**Brief 1:**
Answer these questions from the passage on inverse distance weighting:
(a) Which two arguments set a minimum or maximum number of points used for the interpolation?
(b) Beyond Tobler's first law, what assumptions does IDW have?
(c) What does kriging use to model the spatial structure explicitly?
**Brief 2:** Carry on the passage on inverse distance weighting, picking up after its last sentence.

**Page extract:**

===============

So we have to ask, “How can we improve this model in a responsible way?”
Improving a model’s skill (without overfitting it) is an art. In this case, IDW is a pretty blunt tool. In fact it is completely deterministic. I.e., there is no probability theory underlying the method, which limits how much we can do.
What can we do right now? We could start trying to “tune” the model using parameters we can adjust. The power function is the easiest to mess with but we could also specify a minimum or maximum number of points used for the interpolation (arguments nmax and nmin) or a maximum distance that can influence the interpolation (maxdist).
For example, here is the same data as above with \(p=3\) instead of \(p=2\).
[inverse distance weighted interpolation]

How does this surface differ? Here is the skill on the withheld data:
[1] 0.3500546
[1] 0.5293168

The R\(^2\) is higher and the RMSE is lower. It’s a better fit but not much better. Against the same null, the skill score for \(p=3\) is:
That’s a better model all around but not by much. Tuning \(p\) only gets you so far with IDW – the method just isn’t well-suited to that sparse center of the study area, and no value of \(p\) is going to fix thin data.
IDW is a reasonable starting point for spatial interpolation. It’s fast, intuitive, and has no assumptions beyond Tobler’s first law. But it is purely deterministic, so you get a surface but no uncertainty estimate. It’s sensitive to the choice of \(p\) but there’s no principled way to pick it other than tuning by eye and cross-validation. And it has no way to account for spatial structure beyond distance: it can’t know that lead decreases consistently with distance from the river, for instance. It just sees nearby points and weights them.
After a detour into thin-plate splines we’ll tackle these problems. Kriging uses the variogram to model the spatial structure explicitly and, crucially, returns a variance estimate alongside the prediction. That var1.var column that was full of NAs? Kriging fills it in. After that, regression kriging incorporates covariates like distance to river directly into the model – and that’s where the formula logLead~1 vs. logLead~dist distinction will make sense.

===============

**Information shown:**
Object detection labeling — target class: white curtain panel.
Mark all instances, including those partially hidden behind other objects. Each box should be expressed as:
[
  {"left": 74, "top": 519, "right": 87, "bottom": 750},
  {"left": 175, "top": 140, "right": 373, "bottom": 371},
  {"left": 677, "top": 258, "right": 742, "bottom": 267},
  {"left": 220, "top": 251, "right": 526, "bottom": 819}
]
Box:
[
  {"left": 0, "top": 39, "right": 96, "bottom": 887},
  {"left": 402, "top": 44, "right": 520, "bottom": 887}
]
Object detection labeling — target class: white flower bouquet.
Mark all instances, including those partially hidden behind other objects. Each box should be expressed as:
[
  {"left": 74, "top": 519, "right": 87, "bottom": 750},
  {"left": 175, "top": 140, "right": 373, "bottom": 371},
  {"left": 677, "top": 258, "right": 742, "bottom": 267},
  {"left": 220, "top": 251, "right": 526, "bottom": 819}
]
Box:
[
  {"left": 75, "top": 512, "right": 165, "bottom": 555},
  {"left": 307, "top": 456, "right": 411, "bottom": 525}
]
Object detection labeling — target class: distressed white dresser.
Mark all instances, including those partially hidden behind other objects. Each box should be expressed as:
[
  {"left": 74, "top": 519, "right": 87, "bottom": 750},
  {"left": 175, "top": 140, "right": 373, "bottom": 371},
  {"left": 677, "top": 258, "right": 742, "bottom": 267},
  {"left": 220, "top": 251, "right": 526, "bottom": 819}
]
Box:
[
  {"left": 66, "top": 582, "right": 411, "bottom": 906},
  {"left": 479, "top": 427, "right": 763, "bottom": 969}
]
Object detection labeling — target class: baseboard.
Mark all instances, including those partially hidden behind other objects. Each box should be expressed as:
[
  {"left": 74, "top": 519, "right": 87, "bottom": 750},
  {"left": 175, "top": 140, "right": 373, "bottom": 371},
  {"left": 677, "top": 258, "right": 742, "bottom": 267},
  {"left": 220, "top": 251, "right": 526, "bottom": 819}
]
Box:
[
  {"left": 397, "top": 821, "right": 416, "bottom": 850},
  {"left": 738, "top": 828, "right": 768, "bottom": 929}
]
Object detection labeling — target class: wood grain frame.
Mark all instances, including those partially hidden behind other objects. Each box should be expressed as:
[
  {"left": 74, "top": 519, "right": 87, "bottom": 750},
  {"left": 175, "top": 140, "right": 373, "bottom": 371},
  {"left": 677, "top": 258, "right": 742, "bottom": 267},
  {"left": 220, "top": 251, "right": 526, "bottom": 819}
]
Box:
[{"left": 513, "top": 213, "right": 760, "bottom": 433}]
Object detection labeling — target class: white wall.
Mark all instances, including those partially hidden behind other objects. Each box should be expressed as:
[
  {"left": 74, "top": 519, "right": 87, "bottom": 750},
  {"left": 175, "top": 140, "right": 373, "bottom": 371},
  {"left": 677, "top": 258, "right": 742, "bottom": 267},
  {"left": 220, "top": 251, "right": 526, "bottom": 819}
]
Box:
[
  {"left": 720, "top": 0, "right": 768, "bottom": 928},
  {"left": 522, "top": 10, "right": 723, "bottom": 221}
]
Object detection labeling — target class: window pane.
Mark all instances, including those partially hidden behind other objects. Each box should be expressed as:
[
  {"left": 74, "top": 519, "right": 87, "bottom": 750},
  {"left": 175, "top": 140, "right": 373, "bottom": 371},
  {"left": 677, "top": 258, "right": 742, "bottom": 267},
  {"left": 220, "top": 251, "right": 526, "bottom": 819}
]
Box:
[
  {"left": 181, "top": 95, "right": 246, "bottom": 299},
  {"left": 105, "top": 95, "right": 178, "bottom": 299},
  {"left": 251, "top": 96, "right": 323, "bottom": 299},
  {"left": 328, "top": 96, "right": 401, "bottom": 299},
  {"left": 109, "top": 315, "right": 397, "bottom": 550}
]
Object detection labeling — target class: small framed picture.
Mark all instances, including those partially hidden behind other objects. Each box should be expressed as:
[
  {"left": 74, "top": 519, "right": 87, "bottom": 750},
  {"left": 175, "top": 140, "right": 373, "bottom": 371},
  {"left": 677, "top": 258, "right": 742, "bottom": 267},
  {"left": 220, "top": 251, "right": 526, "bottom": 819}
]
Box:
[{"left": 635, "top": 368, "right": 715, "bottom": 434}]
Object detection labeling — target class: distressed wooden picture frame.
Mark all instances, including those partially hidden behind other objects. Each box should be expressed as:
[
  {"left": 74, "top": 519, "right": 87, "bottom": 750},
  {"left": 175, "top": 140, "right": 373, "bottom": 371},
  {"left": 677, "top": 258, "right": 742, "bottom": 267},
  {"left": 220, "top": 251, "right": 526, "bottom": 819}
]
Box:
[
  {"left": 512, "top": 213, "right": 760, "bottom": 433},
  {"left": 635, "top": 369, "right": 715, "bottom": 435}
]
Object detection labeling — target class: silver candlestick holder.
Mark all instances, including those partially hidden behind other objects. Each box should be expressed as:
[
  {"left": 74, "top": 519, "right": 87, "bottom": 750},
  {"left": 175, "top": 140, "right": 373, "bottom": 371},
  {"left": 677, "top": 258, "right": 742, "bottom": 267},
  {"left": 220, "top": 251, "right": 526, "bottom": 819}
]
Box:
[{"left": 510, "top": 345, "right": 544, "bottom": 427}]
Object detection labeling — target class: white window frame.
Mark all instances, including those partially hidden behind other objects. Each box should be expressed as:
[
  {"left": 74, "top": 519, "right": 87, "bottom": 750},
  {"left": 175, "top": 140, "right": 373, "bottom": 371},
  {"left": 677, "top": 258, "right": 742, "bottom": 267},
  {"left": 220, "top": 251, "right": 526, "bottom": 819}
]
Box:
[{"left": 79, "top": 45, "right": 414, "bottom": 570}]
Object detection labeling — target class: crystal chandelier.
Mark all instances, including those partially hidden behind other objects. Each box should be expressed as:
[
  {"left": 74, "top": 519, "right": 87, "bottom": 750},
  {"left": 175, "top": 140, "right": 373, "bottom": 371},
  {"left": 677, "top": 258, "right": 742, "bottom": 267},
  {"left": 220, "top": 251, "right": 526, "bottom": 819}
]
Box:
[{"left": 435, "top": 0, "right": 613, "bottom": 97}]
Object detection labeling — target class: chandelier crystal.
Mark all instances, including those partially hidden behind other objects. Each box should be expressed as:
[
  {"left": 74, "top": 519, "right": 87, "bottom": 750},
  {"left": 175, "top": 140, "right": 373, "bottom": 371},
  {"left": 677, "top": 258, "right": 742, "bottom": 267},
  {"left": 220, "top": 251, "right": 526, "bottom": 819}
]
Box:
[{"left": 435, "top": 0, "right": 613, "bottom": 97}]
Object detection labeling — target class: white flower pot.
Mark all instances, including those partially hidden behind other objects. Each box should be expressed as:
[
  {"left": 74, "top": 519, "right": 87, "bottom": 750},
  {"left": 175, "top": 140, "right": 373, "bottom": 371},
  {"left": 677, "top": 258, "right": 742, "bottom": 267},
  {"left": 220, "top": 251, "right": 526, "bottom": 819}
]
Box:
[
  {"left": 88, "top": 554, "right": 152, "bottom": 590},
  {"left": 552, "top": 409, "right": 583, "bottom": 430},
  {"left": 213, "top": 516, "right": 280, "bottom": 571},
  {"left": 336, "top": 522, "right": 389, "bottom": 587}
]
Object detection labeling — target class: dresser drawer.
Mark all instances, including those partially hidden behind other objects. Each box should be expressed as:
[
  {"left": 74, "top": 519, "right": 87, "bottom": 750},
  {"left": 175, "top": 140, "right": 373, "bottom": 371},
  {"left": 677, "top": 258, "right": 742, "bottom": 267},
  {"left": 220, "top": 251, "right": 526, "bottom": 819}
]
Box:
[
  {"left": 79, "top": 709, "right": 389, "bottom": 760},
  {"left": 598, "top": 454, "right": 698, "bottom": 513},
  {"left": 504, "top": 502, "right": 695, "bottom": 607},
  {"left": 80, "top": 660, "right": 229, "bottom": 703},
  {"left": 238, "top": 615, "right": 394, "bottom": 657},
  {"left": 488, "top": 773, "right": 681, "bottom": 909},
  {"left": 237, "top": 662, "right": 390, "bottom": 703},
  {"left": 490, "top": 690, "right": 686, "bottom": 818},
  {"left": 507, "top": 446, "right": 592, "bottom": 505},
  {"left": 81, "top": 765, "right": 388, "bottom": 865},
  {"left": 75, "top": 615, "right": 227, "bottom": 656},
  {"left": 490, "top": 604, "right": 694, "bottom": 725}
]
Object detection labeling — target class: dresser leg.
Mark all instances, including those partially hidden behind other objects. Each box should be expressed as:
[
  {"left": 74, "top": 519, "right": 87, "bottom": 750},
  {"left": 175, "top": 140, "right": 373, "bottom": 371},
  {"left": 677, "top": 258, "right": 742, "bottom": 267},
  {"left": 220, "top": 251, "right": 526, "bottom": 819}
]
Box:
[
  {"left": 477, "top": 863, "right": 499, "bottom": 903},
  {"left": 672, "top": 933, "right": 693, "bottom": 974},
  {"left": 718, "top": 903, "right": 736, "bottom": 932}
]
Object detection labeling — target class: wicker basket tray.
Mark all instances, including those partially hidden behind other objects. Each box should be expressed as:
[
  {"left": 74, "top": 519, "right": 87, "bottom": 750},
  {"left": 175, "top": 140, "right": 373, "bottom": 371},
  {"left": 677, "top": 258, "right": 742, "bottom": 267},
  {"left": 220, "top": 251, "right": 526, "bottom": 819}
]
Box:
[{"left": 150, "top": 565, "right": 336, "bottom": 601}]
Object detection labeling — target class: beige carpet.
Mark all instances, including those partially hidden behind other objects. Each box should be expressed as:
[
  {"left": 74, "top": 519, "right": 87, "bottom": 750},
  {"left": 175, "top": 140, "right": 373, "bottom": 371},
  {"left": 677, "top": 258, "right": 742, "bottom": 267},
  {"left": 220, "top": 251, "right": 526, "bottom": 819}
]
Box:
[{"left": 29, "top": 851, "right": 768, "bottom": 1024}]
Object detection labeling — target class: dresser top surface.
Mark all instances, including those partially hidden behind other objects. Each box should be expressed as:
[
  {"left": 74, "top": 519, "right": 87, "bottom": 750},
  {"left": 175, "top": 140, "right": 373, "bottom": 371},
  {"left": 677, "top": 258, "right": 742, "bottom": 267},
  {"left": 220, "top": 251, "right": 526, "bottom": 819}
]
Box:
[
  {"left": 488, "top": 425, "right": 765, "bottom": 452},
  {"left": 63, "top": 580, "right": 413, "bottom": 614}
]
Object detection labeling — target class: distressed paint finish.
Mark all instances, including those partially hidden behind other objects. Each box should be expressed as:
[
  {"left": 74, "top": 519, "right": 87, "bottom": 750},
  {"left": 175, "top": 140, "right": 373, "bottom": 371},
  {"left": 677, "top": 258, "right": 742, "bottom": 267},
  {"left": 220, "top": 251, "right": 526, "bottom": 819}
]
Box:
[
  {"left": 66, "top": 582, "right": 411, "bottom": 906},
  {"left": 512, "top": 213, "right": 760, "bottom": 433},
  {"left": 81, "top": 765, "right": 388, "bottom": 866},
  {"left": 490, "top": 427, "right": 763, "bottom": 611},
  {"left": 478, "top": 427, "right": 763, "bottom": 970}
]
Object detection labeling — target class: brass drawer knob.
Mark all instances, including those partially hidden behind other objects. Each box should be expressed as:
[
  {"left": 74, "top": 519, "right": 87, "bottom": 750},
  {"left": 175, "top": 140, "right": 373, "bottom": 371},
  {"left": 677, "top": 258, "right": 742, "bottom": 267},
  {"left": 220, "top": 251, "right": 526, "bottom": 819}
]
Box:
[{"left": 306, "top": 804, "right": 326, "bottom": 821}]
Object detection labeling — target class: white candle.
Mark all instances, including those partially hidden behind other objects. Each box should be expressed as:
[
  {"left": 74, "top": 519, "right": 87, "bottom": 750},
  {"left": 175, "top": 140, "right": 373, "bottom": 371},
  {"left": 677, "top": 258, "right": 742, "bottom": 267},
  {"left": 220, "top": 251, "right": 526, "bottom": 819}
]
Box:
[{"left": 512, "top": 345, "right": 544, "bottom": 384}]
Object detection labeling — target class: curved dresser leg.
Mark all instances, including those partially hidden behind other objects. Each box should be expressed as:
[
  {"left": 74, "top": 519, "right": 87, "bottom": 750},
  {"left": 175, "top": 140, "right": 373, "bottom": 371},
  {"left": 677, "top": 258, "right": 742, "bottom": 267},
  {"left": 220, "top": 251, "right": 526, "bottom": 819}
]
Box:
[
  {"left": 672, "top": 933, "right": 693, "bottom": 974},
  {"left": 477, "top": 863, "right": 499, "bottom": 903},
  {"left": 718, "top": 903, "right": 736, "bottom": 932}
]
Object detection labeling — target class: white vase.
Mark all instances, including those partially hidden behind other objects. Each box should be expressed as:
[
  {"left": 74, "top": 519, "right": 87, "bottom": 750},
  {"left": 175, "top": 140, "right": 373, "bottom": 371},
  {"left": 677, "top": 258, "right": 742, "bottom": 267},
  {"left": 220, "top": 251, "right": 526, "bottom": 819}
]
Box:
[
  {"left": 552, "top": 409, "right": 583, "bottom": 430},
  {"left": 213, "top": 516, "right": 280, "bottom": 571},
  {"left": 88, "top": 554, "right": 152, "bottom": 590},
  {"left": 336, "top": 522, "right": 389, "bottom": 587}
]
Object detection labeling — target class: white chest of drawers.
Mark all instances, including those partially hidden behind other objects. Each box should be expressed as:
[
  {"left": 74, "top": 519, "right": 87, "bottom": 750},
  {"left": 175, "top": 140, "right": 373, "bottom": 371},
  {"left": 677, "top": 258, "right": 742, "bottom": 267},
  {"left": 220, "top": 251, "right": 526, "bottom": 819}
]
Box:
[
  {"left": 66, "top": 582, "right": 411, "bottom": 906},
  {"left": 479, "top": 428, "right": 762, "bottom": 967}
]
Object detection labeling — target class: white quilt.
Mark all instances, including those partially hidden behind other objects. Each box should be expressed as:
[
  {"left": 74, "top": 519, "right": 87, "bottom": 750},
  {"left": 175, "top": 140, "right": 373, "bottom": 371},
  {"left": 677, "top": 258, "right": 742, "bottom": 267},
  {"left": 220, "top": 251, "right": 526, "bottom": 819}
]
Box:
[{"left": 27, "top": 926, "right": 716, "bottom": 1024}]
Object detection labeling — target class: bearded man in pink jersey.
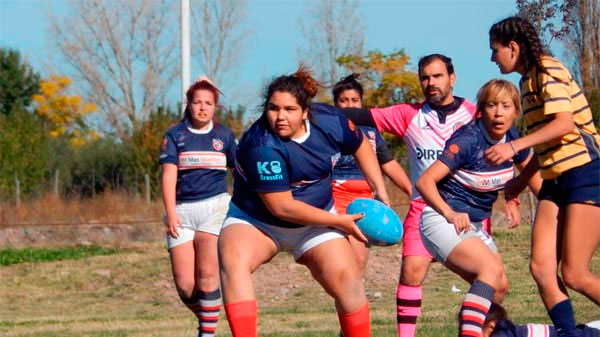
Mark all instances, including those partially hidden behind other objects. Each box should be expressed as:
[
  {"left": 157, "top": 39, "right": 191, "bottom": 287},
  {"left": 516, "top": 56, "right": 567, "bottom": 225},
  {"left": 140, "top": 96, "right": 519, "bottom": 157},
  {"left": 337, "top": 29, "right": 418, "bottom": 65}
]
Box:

===============

**Task result 1:**
(a) nmin and nmax
(b) None
(c) The variogram

**Task result 2:**
The California precipitation dataset gives you a chance to apply IDW to a different kind of environmental variable. There are two files:
prcpCA.rds – 432 long-term precipitation station records. Columns X and Y are coordinates in California Albers EPSG:3310 with units in meters. The ANNUAL column is total annual precipitation in mm.
gridCA.rds – an empty 10x10 km prediction grid covering California.
# precip point data
prcpCA <- readRDS("data/prcpCA.rds")
# empty grid to interpolate into
gridCA <- readRDS("data/gridCA.rds")
# make as sf
prcpCA <- prcpCA %>% st_as_sf(coords = c("X", "Y")) %>%
st_set_crs(value = 3310)
# simple map
prcpCA %>% ggplot() +
geom_sf(aes(fill=ANNUAL,size=ANNUAL),color="white",
shape=21,alpha=0.8) +
scale_fill_continuous(type = "viridis",name="mm") +
labs(title="Total Annual Precipitation") +
scale_size(guide="none")
Use IDW to create a surface of total annual precipitation in California. Tune \(p\) and assess out-of-sample skill. Interpret your surface – what patterns do you see, and are they physically plausible? The Model Skill and Cross Validation aside covers the skill metrics in detail.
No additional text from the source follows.